GIVEN PASSAGE ::
Bugpowder.com grew out of the zine culture of the late 90s and the first forays into blogging by Jez Higgins, Pete Ashton, myself and several others who have come, gone and lurk. Since then we've seen the rise of the webcomic, print on demand, stripblogs, portfolios replacing or running alongside mini-comics and a rich harvest of arts journalism that comes out of the electronic communications culture. That Bugpowder has participated in all of this and facilitated it be a credit to all involved. I inherited the position of a Bugpowder muscle by default as much as engagement. As Bugpowder becomes a chore for me, I'm wishing to share some of what I’ve learned as both a journalist and a cartoonist, before I re-emerge in times were they've forgotten me. This piece is aimed at guiding promoters and future Bugbloggers.
Want to promote your comic on Bugpowder ?
"There is power in the union", and I suspect a industry-wide co-operative journalism model is a good answer. I'd like to see thirty or forty select Bugpowder bloggers with proven track records in finding good material, perhaps each posting four times a year. You-link-my-back-I'll-link-yours works. No obligation, no hassle. Sometimes it can be a really Low Energy Day. There are a number of things that you can do to make the job of someone promoting your comic more efficient.
Press Releases: I don’t like these. I really don’t. Lengthy bombastic press releases have one of two effects:
1) They are ignored by Bugpowder posters
2) They clog up the time traffic for other artists seeking plugs.
They’re also likely to create resentment between journalist and artist.
A concise press release that is pleasant to read is likely to be picked up on by journalists. If you're promoting an interview or lengthy feature, including an excerpt from it that entices people to find out more is a good idea. A likeable advertiser thinks like a journalist, and behaves like one. If the story is interesting it may help your cause. If you lack the time to make your press release concise, self-publish it. Blogs and websites are easy to set up. Send us a hyperlink were the press release is located and we can link to it.
A similar rule applies to jpegs. A Bugpowder Flickr community has been discussed, though as of yet we have no place or time to store images. If your information is contained within a picture file, this will work against you. Bugbloggers don’t have the time to type information off a jpeg for replication. Sending a jpeg will allow the poster to look at the visual. If you'd like the jpeg to be replicated on the site, well we can't seal it, but including a hyperlink to the jpeg will make it a possibility. Including the originals width and height dimensions will also help posters decide how to re-size it.

DATASET CONTENT ::
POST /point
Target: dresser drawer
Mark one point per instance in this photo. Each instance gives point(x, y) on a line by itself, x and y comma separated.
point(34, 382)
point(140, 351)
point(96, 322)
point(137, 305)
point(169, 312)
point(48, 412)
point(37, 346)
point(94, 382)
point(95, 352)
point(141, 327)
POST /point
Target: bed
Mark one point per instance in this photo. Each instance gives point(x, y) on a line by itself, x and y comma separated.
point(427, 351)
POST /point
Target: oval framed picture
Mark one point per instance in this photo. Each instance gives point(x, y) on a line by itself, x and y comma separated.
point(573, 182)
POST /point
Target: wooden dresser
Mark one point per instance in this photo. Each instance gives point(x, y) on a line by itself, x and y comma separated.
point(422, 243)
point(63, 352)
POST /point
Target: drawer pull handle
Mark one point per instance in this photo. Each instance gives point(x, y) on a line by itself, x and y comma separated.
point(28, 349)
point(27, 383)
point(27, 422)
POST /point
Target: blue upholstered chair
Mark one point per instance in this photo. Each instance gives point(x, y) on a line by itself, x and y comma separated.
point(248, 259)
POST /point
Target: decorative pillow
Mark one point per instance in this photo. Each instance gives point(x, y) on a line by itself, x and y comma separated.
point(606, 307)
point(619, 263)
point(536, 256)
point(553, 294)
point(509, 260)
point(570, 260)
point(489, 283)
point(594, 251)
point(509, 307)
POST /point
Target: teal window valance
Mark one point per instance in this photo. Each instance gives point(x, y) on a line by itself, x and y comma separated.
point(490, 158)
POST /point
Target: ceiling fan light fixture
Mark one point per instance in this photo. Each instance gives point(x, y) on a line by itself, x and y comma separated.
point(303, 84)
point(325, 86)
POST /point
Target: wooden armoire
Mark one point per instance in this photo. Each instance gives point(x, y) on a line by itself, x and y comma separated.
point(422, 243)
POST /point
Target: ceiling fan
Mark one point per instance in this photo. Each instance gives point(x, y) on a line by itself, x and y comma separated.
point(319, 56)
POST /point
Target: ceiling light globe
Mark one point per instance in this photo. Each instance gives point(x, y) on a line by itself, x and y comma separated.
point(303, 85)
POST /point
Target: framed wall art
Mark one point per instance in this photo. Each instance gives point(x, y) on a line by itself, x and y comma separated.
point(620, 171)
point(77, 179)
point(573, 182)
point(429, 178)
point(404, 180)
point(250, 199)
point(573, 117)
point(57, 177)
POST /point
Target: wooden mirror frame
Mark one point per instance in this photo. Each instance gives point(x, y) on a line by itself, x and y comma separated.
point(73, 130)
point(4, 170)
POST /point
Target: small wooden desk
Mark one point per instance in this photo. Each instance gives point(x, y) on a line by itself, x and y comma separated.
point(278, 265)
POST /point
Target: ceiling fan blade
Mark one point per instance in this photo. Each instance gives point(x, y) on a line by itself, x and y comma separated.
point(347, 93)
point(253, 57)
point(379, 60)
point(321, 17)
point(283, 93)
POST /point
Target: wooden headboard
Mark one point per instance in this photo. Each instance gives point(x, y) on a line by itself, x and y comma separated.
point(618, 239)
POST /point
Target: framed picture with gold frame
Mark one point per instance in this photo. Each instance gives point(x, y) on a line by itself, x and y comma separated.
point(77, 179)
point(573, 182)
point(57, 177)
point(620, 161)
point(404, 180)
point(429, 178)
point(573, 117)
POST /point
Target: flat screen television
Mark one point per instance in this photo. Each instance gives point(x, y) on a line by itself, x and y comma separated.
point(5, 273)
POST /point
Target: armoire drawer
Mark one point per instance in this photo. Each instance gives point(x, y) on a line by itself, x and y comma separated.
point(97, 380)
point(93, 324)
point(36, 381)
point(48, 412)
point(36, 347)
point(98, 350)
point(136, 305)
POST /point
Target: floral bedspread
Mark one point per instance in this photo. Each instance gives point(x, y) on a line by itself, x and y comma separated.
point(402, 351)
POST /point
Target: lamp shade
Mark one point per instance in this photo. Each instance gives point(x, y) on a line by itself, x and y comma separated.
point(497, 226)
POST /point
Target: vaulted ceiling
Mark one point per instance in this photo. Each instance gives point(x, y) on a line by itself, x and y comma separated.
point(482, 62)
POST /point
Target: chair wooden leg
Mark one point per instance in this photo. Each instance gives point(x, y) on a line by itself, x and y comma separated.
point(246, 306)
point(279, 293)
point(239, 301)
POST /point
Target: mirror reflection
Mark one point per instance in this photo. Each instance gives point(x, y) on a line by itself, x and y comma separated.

LIST OF TASKS ::
(a) Reproduce the section of the Bugpowder piece that begins at the words "Press Releases: I" and ends after "link to it.".
(b) Based on the Bugpowder piece, state whether each statement is correct (yes or no), and quote the words that decide it.
(i) Bugpowder currently has a place to store images.
(ii) The writer would like thirty or forty select Bugpowder bloggers, each perhaps posting four times a year.
(iii) Bugbloggers will type up information from a jpeg so it can be replicated.
(c) What does the Bugpowder piece recommend if you lack the time to make a press release concise?

ANSWERS TO THE EXERCISE ::
(a)
Press Releases: I don’t like these. I really don’t. Lengthy bombastic press releases have one of two effects:
1) They are ignored by Bugpowder posters
2) They clog up the time traffic for other artists seeking plugs.
They’re also likely to create resentment between journalist and artist.
A concise press release that is pleasant to read is likely to be picked up on by journalists. If you're promoting an interview or lengthy feature, including an excerpt from it that entices people to find out more is a good idea. A likeable advertiser thinks like a journalist, and behaves like one. If the story is interesting it may help your cause. If you lack the time to make your press release concise, self-publish it. Blogs and websites are easy to set up. Send us a hyperlink were the press release is located and we can link to it.

(b)
(i) No: "as of yet we have no place or time to store images."
(ii) Yes: "I'd like to see thirty or forty select Bugpowder bloggers with proven track records in finding good material, perhaps each posting four times a year."
(iii) No: "Bugbloggers don’t have the time to type information off a jpeg for replication."

(c) Self-publish it on a blog or website and send a hyperlink to where the press release is located.